▶ **Reading passage**:

──────────────────────────────

Super bizarre data sets you might not know exist

    Knowledge is power. That’s been true even before Sir Francis Bacon coined the phrase (in Latin) back in 1597. In today’s age of readily accessible information, data is a commodity used by everyone from scientists researching cancer cures to fantasy football fanatics looking for an edge in their league. The internet is not only constructed by data, it’s filled with unique data sets that are available to anyone with a keyboard and cover topics that range from municipal bike share programs to spam text messages.

    To celebrate data in all its wonderful forms, Stacker put together this list of super bizarre data sets you might not know existed. Obviously “super bizarre” is in the eye of the beholder, but these data sets span the spectrum from pop culture to public health and everything in between. To be included in the list, the data set had to be free and available to researchers and journalists, which eliminates a wide swath of data sets that are only accessible via a subscription or one-time payment.

    Read on to explore the wonderful wide world of incredibly specific data.

  • Wine Quality Data Set

    Wine fans can use this data set to confidently converse about all things Portuguese wine. The data set involves 12 attributes including fixed acidity, pH, and alcohol content distilled from information regarding northern Portuguese red and white Vinho Verde wine samples. The University of Minho in Portugal puts everything but the bouquet underneath your nose with this data set of almost 5,000 variants.

  • Amazon product data

    This massive data set takes 142.8 million Amazon reviews and parses it into searchable details. Everything is broken down into consumable datasets, whether by category or just by product name. The reviews and metadata span nearly 20 years from 1996 to 2014 and were put together by Julian McAuley of the University of California San Diego.

──────────────────────────────

▶ **Provided information**:
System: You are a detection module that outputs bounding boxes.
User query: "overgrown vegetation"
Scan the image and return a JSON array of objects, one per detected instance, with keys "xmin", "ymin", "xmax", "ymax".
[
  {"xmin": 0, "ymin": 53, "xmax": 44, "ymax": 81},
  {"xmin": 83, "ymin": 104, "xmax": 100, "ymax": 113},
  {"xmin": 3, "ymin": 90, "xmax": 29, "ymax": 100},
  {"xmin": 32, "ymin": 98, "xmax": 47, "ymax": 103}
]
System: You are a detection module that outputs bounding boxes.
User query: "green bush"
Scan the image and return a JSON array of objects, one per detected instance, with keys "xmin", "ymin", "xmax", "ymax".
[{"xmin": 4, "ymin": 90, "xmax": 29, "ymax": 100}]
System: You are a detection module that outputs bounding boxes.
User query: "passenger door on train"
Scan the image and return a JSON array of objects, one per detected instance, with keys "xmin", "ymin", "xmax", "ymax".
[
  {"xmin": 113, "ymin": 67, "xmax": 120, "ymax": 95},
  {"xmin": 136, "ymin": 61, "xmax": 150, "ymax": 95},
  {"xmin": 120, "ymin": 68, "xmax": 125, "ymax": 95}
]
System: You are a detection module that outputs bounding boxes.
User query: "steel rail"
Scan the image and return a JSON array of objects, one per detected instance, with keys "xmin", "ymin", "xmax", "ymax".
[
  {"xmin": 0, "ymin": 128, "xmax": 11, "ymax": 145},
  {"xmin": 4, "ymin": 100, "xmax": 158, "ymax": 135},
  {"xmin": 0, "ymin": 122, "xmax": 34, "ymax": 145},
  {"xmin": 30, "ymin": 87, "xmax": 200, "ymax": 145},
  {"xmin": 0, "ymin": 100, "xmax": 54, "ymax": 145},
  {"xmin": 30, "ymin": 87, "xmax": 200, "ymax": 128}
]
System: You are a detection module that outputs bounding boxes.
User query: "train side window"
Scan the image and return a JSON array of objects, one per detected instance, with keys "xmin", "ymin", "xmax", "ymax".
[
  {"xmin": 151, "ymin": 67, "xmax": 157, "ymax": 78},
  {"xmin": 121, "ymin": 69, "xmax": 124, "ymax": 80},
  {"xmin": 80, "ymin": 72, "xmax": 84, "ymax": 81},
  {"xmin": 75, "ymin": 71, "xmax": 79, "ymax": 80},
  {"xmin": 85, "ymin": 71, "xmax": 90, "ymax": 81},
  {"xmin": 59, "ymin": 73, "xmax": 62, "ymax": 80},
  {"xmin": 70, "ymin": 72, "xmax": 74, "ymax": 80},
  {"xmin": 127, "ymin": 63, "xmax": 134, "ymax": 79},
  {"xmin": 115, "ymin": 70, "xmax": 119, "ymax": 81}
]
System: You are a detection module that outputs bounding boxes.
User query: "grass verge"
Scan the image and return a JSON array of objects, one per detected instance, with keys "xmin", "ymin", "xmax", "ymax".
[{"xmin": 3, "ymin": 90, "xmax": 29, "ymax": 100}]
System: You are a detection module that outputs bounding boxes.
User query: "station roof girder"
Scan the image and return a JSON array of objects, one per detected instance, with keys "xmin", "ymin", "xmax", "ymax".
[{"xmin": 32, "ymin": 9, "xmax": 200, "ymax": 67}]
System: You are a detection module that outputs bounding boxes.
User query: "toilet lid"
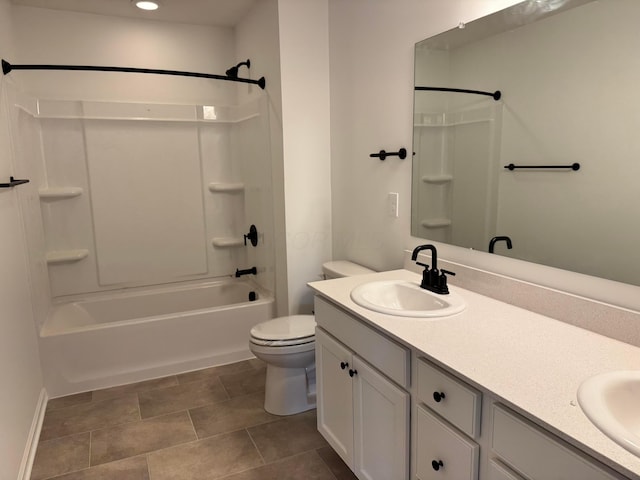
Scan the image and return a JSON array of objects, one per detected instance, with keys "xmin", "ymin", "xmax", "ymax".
[{"xmin": 251, "ymin": 315, "xmax": 316, "ymax": 340}]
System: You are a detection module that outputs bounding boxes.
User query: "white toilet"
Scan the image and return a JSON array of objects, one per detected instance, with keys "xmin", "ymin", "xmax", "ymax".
[{"xmin": 249, "ymin": 260, "xmax": 374, "ymax": 415}]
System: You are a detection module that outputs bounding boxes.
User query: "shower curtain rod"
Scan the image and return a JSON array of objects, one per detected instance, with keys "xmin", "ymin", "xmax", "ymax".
[
  {"xmin": 415, "ymin": 87, "xmax": 502, "ymax": 101},
  {"xmin": 2, "ymin": 59, "xmax": 266, "ymax": 90}
]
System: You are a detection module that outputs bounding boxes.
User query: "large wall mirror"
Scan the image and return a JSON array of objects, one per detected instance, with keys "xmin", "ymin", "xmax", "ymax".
[{"xmin": 411, "ymin": 0, "xmax": 640, "ymax": 285}]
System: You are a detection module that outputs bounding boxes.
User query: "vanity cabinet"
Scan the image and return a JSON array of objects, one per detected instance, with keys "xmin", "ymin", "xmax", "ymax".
[
  {"xmin": 491, "ymin": 404, "xmax": 624, "ymax": 480},
  {"xmin": 316, "ymin": 300, "xmax": 409, "ymax": 480},
  {"xmin": 415, "ymin": 357, "xmax": 482, "ymax": 480},
  {"xmin": 315, "ymin": 296, "xmax": 636, "ymax": 480}
]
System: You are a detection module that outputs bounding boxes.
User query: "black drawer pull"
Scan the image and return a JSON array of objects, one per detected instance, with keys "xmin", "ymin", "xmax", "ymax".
[{"xmin": 433, "ymin": 392, "xmax": 445, "ymax": 403}]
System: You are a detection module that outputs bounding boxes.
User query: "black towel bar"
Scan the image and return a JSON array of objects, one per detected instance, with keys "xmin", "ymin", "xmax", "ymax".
[
  {"xmin": 504, "ymin": 163, "xmax": 580, "ymax": 171},
  {"xmin": 0, "ymin": 177, "xmax": 29, "ymax": 188}
]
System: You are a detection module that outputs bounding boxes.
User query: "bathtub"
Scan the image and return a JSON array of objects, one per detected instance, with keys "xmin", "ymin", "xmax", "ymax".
[{"xmin": 39, "ymin": 279, "xmax": 274, "ymax": 398}]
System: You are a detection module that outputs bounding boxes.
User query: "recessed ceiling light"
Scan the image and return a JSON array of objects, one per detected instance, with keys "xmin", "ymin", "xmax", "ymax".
[{"xmin": 133, "ymin": 0, "xmax": 160, "ymax": 10}]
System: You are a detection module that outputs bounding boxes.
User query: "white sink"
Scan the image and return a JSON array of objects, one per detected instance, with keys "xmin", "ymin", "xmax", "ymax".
[
  {"xmin": 351, "ymin": 280, "xmax": 466, "ymax": 318},
  {"xmin": 578, "ymin": 370, "xmax": 640, "ymax": 456}
]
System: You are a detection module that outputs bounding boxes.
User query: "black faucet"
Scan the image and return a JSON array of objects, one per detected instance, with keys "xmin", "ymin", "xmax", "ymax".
[
  {"xmin": 236, "ymin": 267, "xmax": 258, "ymax": 278},
  {"xmin": 411, "ymin": 245, "xmax": 455, "ymax": 295},
  {"xmin": 489, "ymin": 236, "xmax": 513, "ymax": 253}
]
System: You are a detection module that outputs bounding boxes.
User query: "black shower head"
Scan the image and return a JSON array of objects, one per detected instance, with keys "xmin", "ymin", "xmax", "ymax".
[{"xmin": 225, "ymin": 60, "xmax": 251, "ymax": 78}]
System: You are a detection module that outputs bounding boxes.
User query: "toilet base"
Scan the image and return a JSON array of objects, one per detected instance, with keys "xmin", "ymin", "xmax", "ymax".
[{"xmin": 264, "ymin": 364, "xmax": 316, "ymax": 415}]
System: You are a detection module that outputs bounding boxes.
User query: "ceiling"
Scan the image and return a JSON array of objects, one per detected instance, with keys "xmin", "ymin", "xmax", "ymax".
[{"xmin": 11, "ymin": 0, "xmax": 258, "ymax": 27}]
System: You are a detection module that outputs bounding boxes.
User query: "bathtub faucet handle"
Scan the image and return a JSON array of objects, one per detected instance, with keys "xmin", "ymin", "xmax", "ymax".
[
  {"xmin": 236, "ymin": 267, "xmax": 258, "ymax": 278},
  {"xmin": 244, "ymin": 225, "xmax": 258, "ymax": 247}
]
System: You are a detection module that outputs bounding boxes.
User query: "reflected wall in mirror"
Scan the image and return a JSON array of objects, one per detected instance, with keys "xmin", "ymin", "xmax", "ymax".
[{"xmin": 411, "ymin": 0, "xmax": 640, "ymax": 285}]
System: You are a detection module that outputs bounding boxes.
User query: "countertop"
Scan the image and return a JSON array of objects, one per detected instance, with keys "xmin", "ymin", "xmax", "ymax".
[{"xmin": 309, "ymin": 270, "xmax": 640, "ymax": 479}]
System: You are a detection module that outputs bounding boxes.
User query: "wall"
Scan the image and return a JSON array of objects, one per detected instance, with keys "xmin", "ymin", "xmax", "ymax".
[
  {"xmin": 10, "ymin": 6, "xmax": 235, "ymax": 104},
  {"xmin": 235, "ymin": 0, "xmax": 289, "ymax": 315},
  {"xmin": 0, "ymin": 0, "xmax": 44, "ymax": 479},
  {"xmin": 278, "ymin": 0, "xmax": 332, "ymax": 313},
  {"xmin": 329, "ymin": 0, "xmax": 640, "ymax": 309}
]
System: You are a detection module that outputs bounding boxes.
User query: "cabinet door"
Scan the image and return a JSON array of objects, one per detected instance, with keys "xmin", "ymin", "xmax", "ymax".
[
  {"xmin": 353, "ymin": 356, "xmax": 409, "ymax": 480},
  {"xmin": 316, "ymin": 328, "xmax": 353, "ymax": 469}
]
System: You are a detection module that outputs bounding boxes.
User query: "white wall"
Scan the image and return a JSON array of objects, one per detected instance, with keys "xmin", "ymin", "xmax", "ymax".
[
  {"xmin": 329, "ymin": 0, "xmax": 640, "ymax": 309},
  {"xmin": 235, "ymin": 0, "xmax": 289, "ymax": 315},
  {"xmin": 8, "ymin": 6, "xmax": 235, "ymax": 103},
  {"xmin": 0, "ymin": 0, "xmax": 43, "ymax": 479},
  {"xmin": 278, "ymin": 0, "xmax": 332, "ymax": 313}
]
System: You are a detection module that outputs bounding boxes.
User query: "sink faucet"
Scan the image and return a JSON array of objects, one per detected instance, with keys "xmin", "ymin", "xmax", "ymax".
[
  {"xmin": 411, "ymin": 244, "xmax": 455, "ymax": 295},
  {"xmin": 489, "ymin": 236, "xmax": 513, "ymax": 253}
]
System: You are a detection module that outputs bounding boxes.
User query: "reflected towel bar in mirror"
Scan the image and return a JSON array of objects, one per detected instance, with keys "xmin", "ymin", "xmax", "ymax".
[{"xmin": 504, "ymin": 163, "xmax": 580, "ymax": 171}]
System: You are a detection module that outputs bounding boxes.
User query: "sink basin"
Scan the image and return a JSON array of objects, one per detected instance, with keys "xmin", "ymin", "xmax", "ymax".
[
  {"xmin": 578, "ymin": 370, "xmax": 640, "ymax": 456},
  {"xmin": 351, "ymin": 280, "xmax": 466, "ymax": 318}
]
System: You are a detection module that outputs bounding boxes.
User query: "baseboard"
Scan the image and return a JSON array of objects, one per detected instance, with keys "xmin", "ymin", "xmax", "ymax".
[{"xmin": 18, "ymin": 388, "xmax": 49, "ymax": 480}]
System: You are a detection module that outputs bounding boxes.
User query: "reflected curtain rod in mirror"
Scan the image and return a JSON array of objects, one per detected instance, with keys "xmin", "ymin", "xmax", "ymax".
[
  {"xmin": 411, "ymin": 0, "xmax": 640, "ymax": 285},
  {"xmin": 414, "ymin": 87, "xmax": 502, "ymax": 101}
]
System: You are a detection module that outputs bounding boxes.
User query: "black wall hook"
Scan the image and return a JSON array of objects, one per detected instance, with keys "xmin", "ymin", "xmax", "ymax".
[{"xmin": 369, "ymin": 148, "xmax": 407, "ymax": 160}]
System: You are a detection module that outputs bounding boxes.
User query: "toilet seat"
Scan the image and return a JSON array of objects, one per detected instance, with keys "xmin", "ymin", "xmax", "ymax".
[{"xmin": 250, "ymin": 315, "xmax": 316, "ymax": 347}]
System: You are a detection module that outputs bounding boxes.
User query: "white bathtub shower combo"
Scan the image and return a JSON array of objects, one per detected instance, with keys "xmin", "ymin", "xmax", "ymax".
[{"xmin": 40, "ymin": 278, "xmax": 274, "ymax": 397}]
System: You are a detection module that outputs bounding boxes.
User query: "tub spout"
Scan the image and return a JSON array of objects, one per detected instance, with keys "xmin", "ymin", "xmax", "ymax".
[{"xmin": 236, "ymin": 267, "xmax": 258, "ymax": 278}]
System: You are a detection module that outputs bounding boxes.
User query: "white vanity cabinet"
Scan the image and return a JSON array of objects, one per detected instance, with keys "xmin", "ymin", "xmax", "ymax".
[
  {"xmin": 414, "ymin": 357, "xmax": 482, "ymax": 480},
  {"xmin": 316, "ymin": 299, "xmax": 409, "ymax": 480},
  {"xmin": 491, "ymin": 404, "xmax": 624, "ymax": 480}
]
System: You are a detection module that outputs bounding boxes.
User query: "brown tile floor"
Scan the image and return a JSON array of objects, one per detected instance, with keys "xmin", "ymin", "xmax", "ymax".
[{"xmin": 31, "ymin": 359, "xmax": 356, "ymax": 480}]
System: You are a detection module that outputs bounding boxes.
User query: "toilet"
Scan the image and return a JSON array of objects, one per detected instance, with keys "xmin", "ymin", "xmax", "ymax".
[{"xmin": 249, "ymin": 260, "xmax": 374, "ymax": 415}]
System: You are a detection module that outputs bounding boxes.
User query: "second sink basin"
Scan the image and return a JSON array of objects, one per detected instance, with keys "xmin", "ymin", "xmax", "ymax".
[
  {"xmin": 578, "ymin": 370, "xmax": 640, "ymax": 456},
  {"xmin": 351, "ymin": 280, "xmax": 466, "ymax": 318}
]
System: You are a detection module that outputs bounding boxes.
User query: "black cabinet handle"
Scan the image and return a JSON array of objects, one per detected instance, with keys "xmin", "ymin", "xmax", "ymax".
[{"xmin": 433, "ymin": 392, "xmax": 446, "ymax": 403}]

──────────────────────────────

▶ **Using the information**:
1 – From the article on bizarre data sets, list each wine attribute that is named in the Wine Quality Data Set entry.
2 – Return the passage of the article on bizarre data sets that starts at "Wine fans can" and ends at "of almost 5,000 variants.", copied word for word.

▶ **Answers to the exercise**:
1 – fixed acidity, pH, alcohol content

2 –
Wine fans can use this data set to confidently converse about all things Portuguese wine. The data set involves 12 attributes including fixed acidity, pH, and alcohol content distilled from information regarding northern Portuguese red and white Vinho Verde wine samples. The University of Minho in Portugal puts everything but the bouquet underneath your nose with this data set of almost 5,000 variants.